Dataset entries
===============

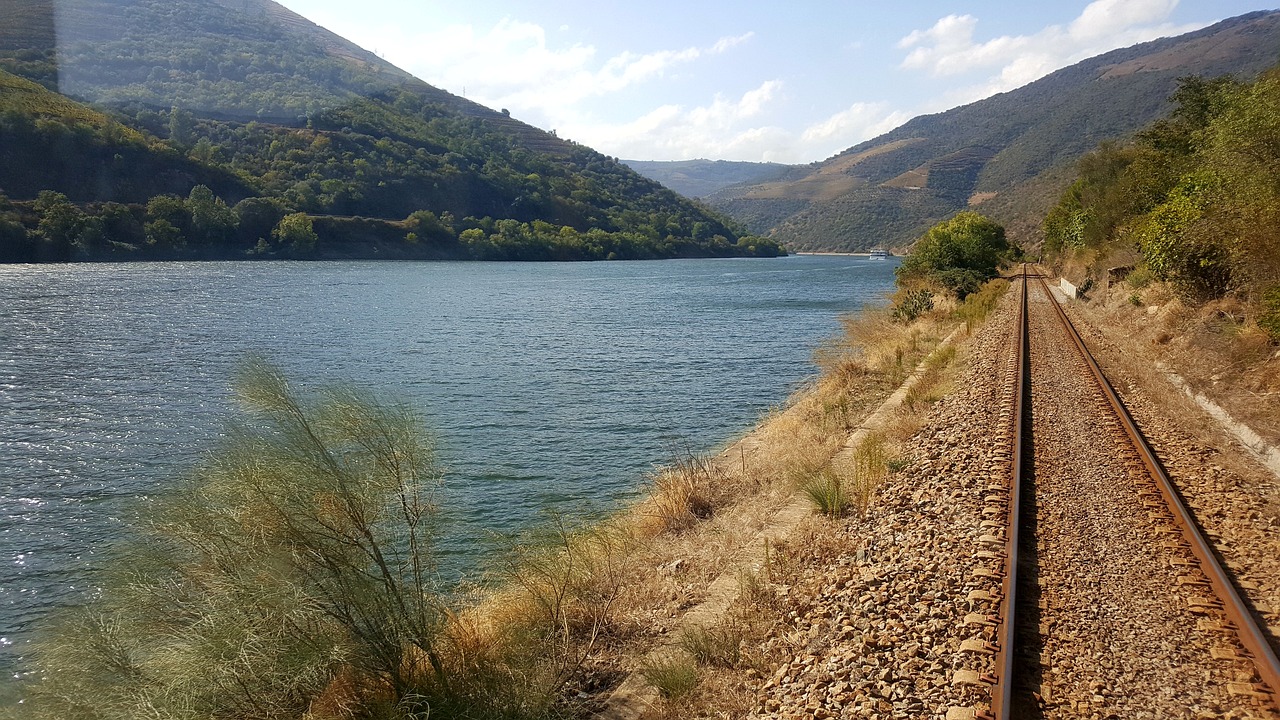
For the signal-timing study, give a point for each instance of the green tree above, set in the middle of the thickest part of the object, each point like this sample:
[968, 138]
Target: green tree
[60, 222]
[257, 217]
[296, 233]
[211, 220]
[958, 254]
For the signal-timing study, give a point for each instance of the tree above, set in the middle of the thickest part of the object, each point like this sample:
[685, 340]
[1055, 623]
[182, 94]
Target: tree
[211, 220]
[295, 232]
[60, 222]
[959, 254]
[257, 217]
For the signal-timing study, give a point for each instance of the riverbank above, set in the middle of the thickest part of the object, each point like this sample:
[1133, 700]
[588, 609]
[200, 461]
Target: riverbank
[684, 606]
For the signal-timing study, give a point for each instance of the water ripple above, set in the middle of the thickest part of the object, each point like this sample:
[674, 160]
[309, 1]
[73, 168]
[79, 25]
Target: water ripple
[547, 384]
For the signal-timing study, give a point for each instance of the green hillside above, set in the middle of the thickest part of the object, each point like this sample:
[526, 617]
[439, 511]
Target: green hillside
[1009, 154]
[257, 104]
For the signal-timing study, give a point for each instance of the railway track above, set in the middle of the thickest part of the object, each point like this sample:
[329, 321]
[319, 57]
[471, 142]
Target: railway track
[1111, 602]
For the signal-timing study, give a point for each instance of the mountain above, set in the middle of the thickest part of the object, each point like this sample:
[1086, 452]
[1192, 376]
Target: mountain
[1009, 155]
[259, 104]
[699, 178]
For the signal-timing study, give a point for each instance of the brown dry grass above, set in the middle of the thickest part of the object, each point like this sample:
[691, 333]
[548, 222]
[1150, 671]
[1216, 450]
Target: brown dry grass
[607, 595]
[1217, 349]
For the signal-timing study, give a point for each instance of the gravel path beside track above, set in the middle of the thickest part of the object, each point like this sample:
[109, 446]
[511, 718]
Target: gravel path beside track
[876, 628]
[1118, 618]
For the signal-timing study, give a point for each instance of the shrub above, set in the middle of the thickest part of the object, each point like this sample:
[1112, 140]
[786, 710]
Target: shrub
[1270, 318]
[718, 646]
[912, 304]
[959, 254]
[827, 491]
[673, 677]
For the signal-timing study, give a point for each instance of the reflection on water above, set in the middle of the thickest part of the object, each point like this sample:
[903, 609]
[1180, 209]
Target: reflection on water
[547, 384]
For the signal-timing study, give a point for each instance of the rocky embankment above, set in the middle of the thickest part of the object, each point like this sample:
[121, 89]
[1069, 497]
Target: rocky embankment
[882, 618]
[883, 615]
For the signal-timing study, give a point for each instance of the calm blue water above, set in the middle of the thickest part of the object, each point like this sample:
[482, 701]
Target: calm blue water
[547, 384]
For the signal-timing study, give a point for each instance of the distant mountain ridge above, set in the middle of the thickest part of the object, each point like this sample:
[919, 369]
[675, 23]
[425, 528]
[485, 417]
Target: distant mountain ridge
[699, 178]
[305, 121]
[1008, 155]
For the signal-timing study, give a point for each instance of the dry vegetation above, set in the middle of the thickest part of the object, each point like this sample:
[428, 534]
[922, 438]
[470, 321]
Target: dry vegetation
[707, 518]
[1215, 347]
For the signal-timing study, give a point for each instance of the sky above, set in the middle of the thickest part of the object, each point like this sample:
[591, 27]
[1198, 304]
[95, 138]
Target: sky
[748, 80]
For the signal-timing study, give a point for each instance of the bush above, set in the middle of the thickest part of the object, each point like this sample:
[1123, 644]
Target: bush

===============

Task to complete
Above are some records. Copy each of their lines that holds the string "bush".

Solution to the exercise
For the signal-timing study, give a point for each instance of the bush above, set in the middle of the thickest part of the object, each point like this sample:
Target: bush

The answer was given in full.